Write out the rows below with no changes to their wording, numbers, or punctuation.

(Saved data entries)
<<<<
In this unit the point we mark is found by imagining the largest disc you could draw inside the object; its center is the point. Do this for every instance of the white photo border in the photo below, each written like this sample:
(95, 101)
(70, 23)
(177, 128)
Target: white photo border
>>>>
- **Output for this exercise**:
In this unit the point we mark is found by imagining the largest disc you could draw inside the object; its center is the point. Do this for every instance of the white photo border in the photo below, each written like this sample:
(95, 101)
(70, 23)
(177, 128)
Target: white photo border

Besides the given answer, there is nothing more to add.